Bring together all lines from the listing below that contain the string "bridge".
• • •
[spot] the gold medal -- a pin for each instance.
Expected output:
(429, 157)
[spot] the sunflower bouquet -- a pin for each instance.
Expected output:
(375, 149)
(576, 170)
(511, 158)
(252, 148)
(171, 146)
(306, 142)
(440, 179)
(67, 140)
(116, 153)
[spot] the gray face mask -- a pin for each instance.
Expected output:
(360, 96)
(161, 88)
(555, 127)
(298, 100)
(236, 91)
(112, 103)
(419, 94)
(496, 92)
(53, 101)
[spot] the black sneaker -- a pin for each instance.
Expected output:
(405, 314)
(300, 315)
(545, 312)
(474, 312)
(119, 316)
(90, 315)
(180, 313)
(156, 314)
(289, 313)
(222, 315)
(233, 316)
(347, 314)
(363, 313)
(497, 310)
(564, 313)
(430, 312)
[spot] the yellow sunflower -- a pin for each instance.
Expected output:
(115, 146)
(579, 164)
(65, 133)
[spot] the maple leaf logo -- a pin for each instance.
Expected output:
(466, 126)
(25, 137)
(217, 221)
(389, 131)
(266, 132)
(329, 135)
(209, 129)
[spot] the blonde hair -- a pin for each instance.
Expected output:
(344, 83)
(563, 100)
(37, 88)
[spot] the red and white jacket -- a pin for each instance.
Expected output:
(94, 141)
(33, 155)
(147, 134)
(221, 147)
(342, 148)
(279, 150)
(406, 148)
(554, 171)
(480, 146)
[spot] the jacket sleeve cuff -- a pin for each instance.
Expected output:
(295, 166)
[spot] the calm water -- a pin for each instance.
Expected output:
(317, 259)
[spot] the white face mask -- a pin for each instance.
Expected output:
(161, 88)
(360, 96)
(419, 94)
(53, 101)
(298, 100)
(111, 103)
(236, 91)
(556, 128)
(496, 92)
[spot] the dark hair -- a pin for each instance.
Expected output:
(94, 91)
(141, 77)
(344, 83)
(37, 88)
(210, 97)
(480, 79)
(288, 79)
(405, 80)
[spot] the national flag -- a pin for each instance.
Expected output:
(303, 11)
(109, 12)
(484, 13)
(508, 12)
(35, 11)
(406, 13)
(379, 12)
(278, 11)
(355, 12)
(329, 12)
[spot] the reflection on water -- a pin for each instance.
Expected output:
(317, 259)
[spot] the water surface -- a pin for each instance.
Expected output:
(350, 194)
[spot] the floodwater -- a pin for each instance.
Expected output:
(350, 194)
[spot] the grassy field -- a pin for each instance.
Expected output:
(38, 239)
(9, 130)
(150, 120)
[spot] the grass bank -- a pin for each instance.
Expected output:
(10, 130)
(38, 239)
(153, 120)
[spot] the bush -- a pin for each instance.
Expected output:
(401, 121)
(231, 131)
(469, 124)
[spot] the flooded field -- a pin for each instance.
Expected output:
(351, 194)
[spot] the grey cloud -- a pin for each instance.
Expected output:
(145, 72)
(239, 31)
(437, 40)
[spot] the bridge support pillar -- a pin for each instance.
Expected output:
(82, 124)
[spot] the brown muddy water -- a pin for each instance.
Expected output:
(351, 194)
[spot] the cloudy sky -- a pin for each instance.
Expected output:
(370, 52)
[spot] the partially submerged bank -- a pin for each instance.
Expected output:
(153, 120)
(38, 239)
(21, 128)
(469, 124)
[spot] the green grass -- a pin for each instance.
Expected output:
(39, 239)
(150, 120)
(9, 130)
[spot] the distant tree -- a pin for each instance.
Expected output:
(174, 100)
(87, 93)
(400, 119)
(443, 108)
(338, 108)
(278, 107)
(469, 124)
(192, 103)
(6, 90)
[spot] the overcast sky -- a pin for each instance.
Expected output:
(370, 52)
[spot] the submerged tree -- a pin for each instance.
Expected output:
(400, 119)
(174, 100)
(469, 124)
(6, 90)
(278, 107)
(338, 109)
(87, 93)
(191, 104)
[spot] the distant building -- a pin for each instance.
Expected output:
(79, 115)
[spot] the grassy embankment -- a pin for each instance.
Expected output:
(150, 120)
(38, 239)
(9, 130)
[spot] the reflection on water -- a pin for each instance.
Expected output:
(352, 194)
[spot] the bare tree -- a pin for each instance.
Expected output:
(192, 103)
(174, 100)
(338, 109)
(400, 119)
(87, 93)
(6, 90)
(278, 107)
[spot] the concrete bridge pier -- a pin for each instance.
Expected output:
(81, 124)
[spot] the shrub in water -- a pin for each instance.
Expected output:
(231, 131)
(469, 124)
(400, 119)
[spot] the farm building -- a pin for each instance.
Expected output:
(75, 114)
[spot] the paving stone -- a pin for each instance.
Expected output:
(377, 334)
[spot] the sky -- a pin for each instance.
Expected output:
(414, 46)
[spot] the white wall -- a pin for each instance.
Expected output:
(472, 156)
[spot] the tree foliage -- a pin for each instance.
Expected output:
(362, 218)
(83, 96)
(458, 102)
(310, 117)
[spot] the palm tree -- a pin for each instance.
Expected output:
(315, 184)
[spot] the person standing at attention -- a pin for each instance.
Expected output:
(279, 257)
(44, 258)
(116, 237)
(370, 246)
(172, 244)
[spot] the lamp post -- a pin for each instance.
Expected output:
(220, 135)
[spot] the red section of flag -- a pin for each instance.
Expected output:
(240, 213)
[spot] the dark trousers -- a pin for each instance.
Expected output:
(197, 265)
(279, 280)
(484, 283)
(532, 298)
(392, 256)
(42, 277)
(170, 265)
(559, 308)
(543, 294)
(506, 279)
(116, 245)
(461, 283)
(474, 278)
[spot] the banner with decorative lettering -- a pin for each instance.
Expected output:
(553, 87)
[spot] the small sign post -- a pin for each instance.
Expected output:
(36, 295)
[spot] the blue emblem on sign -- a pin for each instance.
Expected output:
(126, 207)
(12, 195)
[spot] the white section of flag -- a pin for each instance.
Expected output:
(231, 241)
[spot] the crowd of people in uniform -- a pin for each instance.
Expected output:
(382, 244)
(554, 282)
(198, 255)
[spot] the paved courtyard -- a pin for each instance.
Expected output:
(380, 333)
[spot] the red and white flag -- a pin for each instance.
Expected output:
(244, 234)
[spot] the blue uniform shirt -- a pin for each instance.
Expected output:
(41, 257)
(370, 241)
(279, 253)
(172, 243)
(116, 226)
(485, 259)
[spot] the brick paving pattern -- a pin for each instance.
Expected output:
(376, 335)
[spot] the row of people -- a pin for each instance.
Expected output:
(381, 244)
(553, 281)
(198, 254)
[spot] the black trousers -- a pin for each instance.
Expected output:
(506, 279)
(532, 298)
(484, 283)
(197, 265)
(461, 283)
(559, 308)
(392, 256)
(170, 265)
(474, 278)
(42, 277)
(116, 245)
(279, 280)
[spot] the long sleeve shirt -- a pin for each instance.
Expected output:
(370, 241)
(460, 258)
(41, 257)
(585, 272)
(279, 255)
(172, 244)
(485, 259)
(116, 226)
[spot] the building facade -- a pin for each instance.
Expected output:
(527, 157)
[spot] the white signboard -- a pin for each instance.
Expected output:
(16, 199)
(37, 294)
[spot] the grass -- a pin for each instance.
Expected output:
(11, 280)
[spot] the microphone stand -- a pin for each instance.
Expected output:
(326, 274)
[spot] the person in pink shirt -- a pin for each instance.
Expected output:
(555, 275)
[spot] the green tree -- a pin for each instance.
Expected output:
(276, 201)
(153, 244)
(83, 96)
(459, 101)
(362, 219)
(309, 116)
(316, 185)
• • •
Answer for this exercise:
[spot] the bridge support pillar -- a pin for each instance.
[spot] the concrete bridge pier -- a pin for each instance.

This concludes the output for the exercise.